WHAT YOU NEED TO DO: Find every line in the records that contains the word "target" and copy each one in full.

MATERIAL:
=-=-=

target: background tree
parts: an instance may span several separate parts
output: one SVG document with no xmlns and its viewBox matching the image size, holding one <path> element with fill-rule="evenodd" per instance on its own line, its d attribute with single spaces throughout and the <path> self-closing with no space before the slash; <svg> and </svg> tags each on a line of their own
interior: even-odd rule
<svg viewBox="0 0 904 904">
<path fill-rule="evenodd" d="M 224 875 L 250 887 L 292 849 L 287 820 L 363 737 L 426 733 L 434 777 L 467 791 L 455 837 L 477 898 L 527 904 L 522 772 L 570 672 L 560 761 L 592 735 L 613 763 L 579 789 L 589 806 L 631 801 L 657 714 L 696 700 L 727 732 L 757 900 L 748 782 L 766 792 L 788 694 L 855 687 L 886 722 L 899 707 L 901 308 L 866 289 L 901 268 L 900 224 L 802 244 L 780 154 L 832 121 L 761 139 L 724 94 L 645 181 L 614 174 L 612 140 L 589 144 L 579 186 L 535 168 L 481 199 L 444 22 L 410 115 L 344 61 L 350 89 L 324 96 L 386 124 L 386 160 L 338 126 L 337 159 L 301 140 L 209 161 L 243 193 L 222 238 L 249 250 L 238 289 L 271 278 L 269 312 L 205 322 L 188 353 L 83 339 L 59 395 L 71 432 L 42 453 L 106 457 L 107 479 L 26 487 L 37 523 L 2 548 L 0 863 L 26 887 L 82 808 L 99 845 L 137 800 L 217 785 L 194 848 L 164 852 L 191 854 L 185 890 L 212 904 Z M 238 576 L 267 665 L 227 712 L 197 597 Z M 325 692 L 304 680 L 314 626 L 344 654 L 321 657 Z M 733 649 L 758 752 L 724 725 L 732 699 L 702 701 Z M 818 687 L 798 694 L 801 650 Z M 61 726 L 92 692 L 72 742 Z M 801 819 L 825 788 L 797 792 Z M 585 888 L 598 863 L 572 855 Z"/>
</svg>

=-=-=

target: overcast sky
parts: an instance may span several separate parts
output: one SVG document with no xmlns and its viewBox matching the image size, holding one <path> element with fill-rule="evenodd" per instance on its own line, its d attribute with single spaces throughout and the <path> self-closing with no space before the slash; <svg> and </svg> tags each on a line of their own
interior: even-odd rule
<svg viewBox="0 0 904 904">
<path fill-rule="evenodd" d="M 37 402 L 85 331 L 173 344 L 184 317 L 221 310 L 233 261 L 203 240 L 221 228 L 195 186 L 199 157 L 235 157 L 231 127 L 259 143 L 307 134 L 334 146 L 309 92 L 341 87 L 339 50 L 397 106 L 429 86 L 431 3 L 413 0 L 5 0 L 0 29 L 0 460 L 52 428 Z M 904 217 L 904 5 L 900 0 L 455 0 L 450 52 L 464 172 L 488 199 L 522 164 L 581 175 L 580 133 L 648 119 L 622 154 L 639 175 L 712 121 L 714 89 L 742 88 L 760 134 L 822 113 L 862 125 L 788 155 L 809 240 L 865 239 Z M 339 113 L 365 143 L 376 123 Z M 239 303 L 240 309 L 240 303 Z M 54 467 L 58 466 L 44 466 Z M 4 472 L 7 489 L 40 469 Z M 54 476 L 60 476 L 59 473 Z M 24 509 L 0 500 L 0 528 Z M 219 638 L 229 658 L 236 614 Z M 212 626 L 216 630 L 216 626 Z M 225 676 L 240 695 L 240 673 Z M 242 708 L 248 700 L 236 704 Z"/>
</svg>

=-=-=

REPLY:
target: background tree
target: overcast sky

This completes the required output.